## TASKS FOR THIS EXERCISE
(1) List every label in parentheses that stands at the start of a displayed equation in the text on stacking blocks.
(2) Extend the text on stacking blocks past its final sentence.

## TEXT EXTRACT

- - - -

The forces F_i for the other blocks now follow directoy from equation (I): each normal force is W more than the previous one, to support the weight of all the blocks above it. Therefore,

(I*) F_i = ( N + 1 - i ) * W ,

which gives F_N = W and F₁= N * W, as expected.

Plugging this into (II) and dividing out the weight of the block W gives

(II*) y_i * ( N + 1 - i ) = 1 + ( y_i+1 - x_i+1 ) * ( N - i ) .

Sliding out each x_i as far as possible will just set x_i = y_i , since any further would require that the normal force be exerted beyond the edge of the lower block. (In practice we will need x_i slightly smaller than y_i . This is discussed a bit further down.) Thus

(II**) y_i ( N + 1 - i ) = 1 ,

which implies that

(III) x_i = y_i = 1 / ( N + 1 - i ) .

Our series is then xN = 1, x[N-1] = 1 / 2, x[N-2] = 1 / 3, and so on until the last x₁ = 1 / N.

The total overhang is

Max Overhang of N length 2 blocks = Sum( x_i ) = 1 + 1/2 + 1/3 + 1/4 + 1/5 + ... + 1/N

Thus the answer to the original question is depends on what the limit of this series is for large N. But this is the famous harmonic series, which has no limit! The series turns out to be an approximation to log(N), which tends towards infinity as N does. However, it does get there very slowly, which means that we will need a very tall stack to have a substantial overhang.

Therefore, if N is large enough, we can make the stack lean over as much as we wish. Even if we slide all the blocks in a bit, say by 10% of the overhang, and set x_i = 0.9 ( 1 / (N+1-i) ) , so that we aren't "teetering on the edge", we can *still* grow the stack out as large as we please. Slick, eh?

The top block, block N, with length=2 and mass=1, hangs over the one below it by 1.

The top two blocks should be positioned so that their center of mass is at the right edge of block three. So where is that center of mass? Halfway between the centers of blocks N and N-1. Block N's center is at the right edge of block N-1; N-1 has it's center a distance 1 away. So the center of mass of the pair is at distance 1/2 from the right edge of the bottom one.

The top three blocks (N, N-1, N-2) then hang over the fourth (N-3) such that their center of mass is at the edge of the fourth block from the top. Where is that center of mass? The weight of the top two blocks is at the right edge of the third. The third's center is a distance 1 away. So the center of all three is 1/3 from the bottom edge.

This pattern continues all the way down. The top J blocks have their center of mass at the right edge of the next (J+1), whose center is distance 1 away. So the center of those J+1 blocks is shifted by 1/(1+J).

The total overhang distance is thus again 1 + 1/2 + 1/3 + ... .

Let's consider a somewhat realistic case. Say we're use an astronomy textbook off my shelf, which has length 30 cm and the thickness 3 cm. And suppose we pick a specific distance that we wish to extend the stack off the edge of a table, say 90 cm - nearly a meter - or three times the length of the book itself. That should be far enough to be interesting. How many books will we need, and how high will the stack be?

- - - -

(Object position labeling entries)
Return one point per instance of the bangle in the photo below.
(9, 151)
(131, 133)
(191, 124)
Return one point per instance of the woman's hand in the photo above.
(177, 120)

- - - -

## ANSWERS BELOW
(1) (I*), (II*), (II**), (III)

(2)
Well, since we chose units in our original formulation in which the length of a block was 2, three times the length of a block would be 6 units. And let's also give ourselves that 10% margin of error, so that we set the distances to 90% of their "tip over" point. Thus we need to know for what value of N we have 0.9 * (1 + 1/2 + 1/3 + ... + 1/N) = 6.

A bit of playing with a calculator shows that with 441 books, the sum is 1 + 1/2 + ... + 1/441 = 6.667. (Note that if we hadn't wanted that extra margin of error, we'd only need 227 books to get to 6.) The stack will then be ( 3 cm ) * 441 = 13.23 meters = 43.4 feet high, which is certainly something that you could do with a lot of books and a tall ceiling. That's not so bad.

I tried this with a few dozen books off my bookshelf. I was able to get the top book past the edge of the table; however, I ran into a "tilting" problem : the books are not stiff enough, and compress on the outside edge. This lets the the higher books tilt out of the horizontal plane, which starts to bring friction into an important role, and generally messes things up. I expect that metal blocks or bricks would work much better.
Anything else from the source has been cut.